◆ PAGE EXTRACT
Ivy Queen - "Quiero Bailar" (2002)

Known as the "Queen of Reggaeton," Ivy Queen was the only prominent female reggaeton artist for nearly two decades. She released two albums in the late 1990s, but it was her third album, Diva, in 2003, that really broke through. Ivy Queen intentionally wrote from a female perspective, as she had come up in a male-dominated scene in San Juan where women were constantly being objectified.

With her deep, throaty vocal tone, Ivy Queen proclaims on "Quiero Bailar" that although she wants to dance — even in the sexualized perreo style that had become synonymous with reggaeton — that doesn’t necessarily mean she wants to have sex with her dance partner. The song is still an important anthem for women who want to feel free to bump and grind and express themselves on the dancefloor without men expecting a sexual encounter. 

Don Omar - "Dile" (2003)

Three of the genre’s most influential artists exploded on the scene at roughly the same time: Calderón, Daddy Yankee and Don Omar, with the latter two involved in a rivalry for the title of "King of Reggaeton." However, Don Omar always stood out among the three for the lyricism of his voice — he was a more gifted singer than many of his peers.

His debut album, The Last Don, is considered to be a classic, utilizing a similar approach as Calderón of injecting more melodic Latin styles, like bachata and salsa, into his music. The Dominican production team Luny Tunes, who was instrumental in expanding the sound of reggaeton and distinguishing it further from its Jamaican roots,  produced about half the album’s tracks.

Like "Pa’ Que Retozen," Don Omar’s first major single, "Dile" relies heavily on a bachata guitar line, but his vocal style is quite different from the deep, resonant rapping of Calderón. The combination of Don Omar’s tenor voice with the melodic instrumentals of "Dile" makes for a very aesthetically pleasing, yet danceable song. In addition, he interpolates a salsa song, Joe Arroyo’s "La Noche," into a bridge-like section in the middle of "Dile."

◆ ASSIGNMENT 1
Translate this sentence from the passage on reggaeton songs into Spanish: "However, Don Omar always stood out among the three for the lyricism of his voice — he was a more gifted singer than many of his peers."
◆ ASSIGNMENT 2
Please carry the passage on reggaeton songs forward from its last sentence.

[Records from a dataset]

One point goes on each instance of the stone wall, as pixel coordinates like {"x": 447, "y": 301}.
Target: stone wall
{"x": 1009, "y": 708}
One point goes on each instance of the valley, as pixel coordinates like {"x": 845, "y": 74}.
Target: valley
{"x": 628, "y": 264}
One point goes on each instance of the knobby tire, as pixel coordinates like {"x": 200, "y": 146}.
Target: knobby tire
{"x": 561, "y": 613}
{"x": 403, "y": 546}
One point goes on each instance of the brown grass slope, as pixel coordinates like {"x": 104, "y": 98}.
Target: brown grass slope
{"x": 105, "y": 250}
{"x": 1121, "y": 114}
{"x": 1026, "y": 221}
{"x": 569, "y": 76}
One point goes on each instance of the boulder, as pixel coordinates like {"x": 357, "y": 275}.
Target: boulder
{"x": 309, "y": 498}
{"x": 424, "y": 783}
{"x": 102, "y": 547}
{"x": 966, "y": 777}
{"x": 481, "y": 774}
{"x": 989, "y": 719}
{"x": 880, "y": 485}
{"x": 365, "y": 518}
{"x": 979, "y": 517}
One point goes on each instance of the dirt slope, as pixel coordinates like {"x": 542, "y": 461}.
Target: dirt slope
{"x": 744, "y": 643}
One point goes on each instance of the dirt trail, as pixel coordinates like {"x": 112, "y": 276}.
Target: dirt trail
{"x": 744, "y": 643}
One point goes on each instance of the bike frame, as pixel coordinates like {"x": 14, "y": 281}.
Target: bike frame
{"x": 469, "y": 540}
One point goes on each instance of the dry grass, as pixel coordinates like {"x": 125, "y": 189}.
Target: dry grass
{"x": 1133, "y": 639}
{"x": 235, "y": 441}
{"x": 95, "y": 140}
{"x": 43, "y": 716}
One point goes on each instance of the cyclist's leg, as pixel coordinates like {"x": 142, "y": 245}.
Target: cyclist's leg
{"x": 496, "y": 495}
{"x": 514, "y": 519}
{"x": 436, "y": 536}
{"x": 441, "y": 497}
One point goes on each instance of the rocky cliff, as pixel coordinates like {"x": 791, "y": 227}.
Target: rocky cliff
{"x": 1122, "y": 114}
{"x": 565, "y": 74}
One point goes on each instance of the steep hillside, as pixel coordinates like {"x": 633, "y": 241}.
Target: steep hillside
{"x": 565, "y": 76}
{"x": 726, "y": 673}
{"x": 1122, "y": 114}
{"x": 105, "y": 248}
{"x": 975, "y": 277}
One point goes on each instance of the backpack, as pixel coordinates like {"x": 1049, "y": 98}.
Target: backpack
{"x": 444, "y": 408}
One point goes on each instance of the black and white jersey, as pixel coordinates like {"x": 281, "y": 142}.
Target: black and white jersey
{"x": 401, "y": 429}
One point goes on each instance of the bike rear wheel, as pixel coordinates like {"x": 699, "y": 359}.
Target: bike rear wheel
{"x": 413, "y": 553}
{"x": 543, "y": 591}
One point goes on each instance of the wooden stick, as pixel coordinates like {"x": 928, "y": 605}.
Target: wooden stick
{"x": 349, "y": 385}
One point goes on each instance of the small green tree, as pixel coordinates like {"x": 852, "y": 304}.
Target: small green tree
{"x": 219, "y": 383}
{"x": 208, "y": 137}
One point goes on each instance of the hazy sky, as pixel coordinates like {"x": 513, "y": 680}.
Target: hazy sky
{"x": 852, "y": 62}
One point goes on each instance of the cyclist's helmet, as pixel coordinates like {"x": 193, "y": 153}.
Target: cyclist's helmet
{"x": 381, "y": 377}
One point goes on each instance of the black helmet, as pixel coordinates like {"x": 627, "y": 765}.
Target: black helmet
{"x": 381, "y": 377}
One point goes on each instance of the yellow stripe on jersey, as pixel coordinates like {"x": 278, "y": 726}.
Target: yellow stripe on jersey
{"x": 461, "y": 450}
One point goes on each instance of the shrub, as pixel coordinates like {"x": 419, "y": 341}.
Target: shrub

◆ EXERCISE OUTPUT 1
Sin embargo, Don Omar siempre se destacó entre los tres por el lirismo de su voz: era un cantante más dotado que muchos de sus contemporáneos.

◆ EXERCISE OUTPUT 2
The subject matter is also more emotional than many reggaeton songs had been up to this point, as he’s pleading with a woman to tell her boyfriend that she wants to be with someone else (Don Omar).  

 Daddy Yankee - "Gasolina" (2004)

The first reggaeton song to be nominated for Record Of The Year at the Latin GRAMMYs, "Gasolina" still stands as the genre’s most iconic and recognizable song. The song catapulted not only Daddy Yankee into the mainstream, but also the genre itself. It appeared on Daddy Yankee’s third studio album, Barrio Fino, which broke numerous records and won many awards.

Barrio Fino took a broad approach, which proved incredibly successful. Many of the album’s tracks were produced by Luny Tunes, including its two biggest hits, "Gasolina" and "Lo Que Pasó, Pasó." The album also features a salsa-reggaeton fusion and an R&B-inflected rap song that sounds like it could have been recorded by Big Pun.

As for the concept behind "Gasolina," Daddy Yankee was living in a San Juan housing project with his family, where he often heard people on the street shouting, "iComo le gusta las gasolina!" ("How she likes gasoline!"), referring to women who accept rides from men with nice cars. He took that phrase and ran with it, creating the famous hook "A mí me gusta la gasolina, dame más gasolina" ("I like gasoline, give me more gasoline"). A decade later he laughed at the idea that the term "gasolina" referred to drugs — as many people assumed — claiming that he used it literally, to refer to cars

"Oye Mi Canto" - N.O.R.E., feat. Nina Sky, Gem Star, Daddy Yankee, and Big Mato

Reggaeton exploded in popularity in the mid-aughts, which explains why there are so many classic songs from that time period. "Oye Mi Canto" was the first collaboration between an American rapper (N.O.R.E.) and reggaeton artists, and included verses in English and Spanish.

The song originally featured Tego Calderón but Daddy Yankee replaced him in the video. It also signaled an acceptance of reggaeton by New York hip hop artists — Fat Joe also appears in the video. It peaked at No. 12 on the Billboard Top 100, a first for a reggaeton song.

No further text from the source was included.